__READING TEXT__:
****************************************
[ADR] Light Client Architecture #185

brapse · 2020-03-16T10:48:23Z

Architecture refactor the the light client based on various discussions

Referenced an issue explaining the need for the change
Updated all relevant documentation in docs
Updated all code comments where relevant
Wrote tests
Updated CHANGES.md

romac · 2020-03-17T16:27:13Z

Looks good! 👍

As an aside, Dropbox recently published a post on their experience rewriting their sync engine in Rust, and I found the two points below quite interesting, as they seem to match the conclusions you've drawn yourself from your experiments:

Almost all of our code runs on a single thread (the “Control thread”) and uses Rust’s futures library for scheduling many concurrent actions on this single thread. We offload work to other threads only as needed: network IO to an event loop, computationally expensive work like hashing to a thread pool, and filesystem IO to a dedicated thread. This drastically reduces the scope and complexity developers must consider when adding new features.

The Control thread is designed to be entirely deterministic when its inputs and scheduling decisions are fixed. We use this property to fuzz it with pseudorandom simulation testing. With a seed for our random number generator, we can generate random initial filesystem state, schedules, and system perturbations and let the engine run to completion. Then, if we fail any of our sync correctness checks, we can always reproduce the bug from the original seed. We run millions of scenarios every day in our testing infrastructure.

— https://dropbox.tech/infrastructure/rewriting-the-heart-of-our-sync-engine

zmanian · 2020-03-21T16:36:41Z

docs/architecture/adr-006-light-client-concurrency.md

+The light clients requires an expanding set of peers to get headers
+from. The larger and more diverse the set of peers; the better the
+chances that the light client will detect a fork. The peer list can be
+seeded with peers from configuration and will can crawl the network.


Here is a question.

Should the light client be running the light client protocol only with 1 peer and only running some kind minimal fork detection protocol with other peers?

I don't think it makes any sense to be running the entire light client protocol on multiple peers.

By running the entire light client protocol on multiple peers do you mean fetching headers from multiple peers? I think the idea is to get the primary header from a single peer and then asynchronously fetch the same header from multiple peers to perform fork detection. If the headers differ, then the different header will also go through verification. If the header differs and also pass verification, we have a fork on the main chain. Is that what you mean?
****************************************
__TASK PROMPT__: Reproduce the light client thread word for word, starting at "Should the light" and stopping after "what you mean?".

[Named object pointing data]
****************************************
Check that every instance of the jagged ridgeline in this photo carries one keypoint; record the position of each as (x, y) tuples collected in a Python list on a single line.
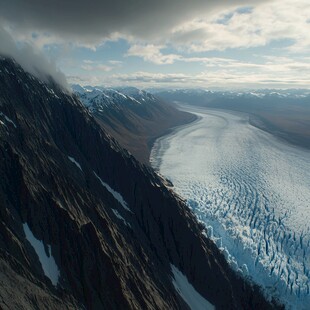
[(85, 225)]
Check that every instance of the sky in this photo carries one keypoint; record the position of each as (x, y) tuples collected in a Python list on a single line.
[(210, 44)]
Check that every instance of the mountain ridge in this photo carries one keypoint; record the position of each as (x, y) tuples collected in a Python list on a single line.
[(54, 156)]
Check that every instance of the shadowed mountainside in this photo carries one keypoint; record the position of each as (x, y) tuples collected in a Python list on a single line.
[(111, 226)]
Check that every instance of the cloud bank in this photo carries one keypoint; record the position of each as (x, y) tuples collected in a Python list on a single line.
[(32, 60), (90, 22)]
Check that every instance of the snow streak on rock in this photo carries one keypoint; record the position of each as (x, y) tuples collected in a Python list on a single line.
[(47, 260), (252, 192), (194, 300), (114, 193)]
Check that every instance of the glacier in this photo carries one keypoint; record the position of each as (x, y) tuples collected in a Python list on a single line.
****************************************
__SOLUTION BELOW__:
Should the light client be running the light client protocol only with 1 peer and only running some kind minimal fork detection protocol with other peers?

I don't think it makes any sense to be running the entire light client protocol on multiple peers.

By running the entire light client protocol on multiple peers do you mean fetching headers from multiple peers? I think the idea is to get the primary header from a single peer and then asynchronously fetch the same header from multiple peers to perform fork detection. If the headers differ, then the different header will also go through verification. If the header differs and also pass verification, we have a fork on the main chain. Is that what you mean?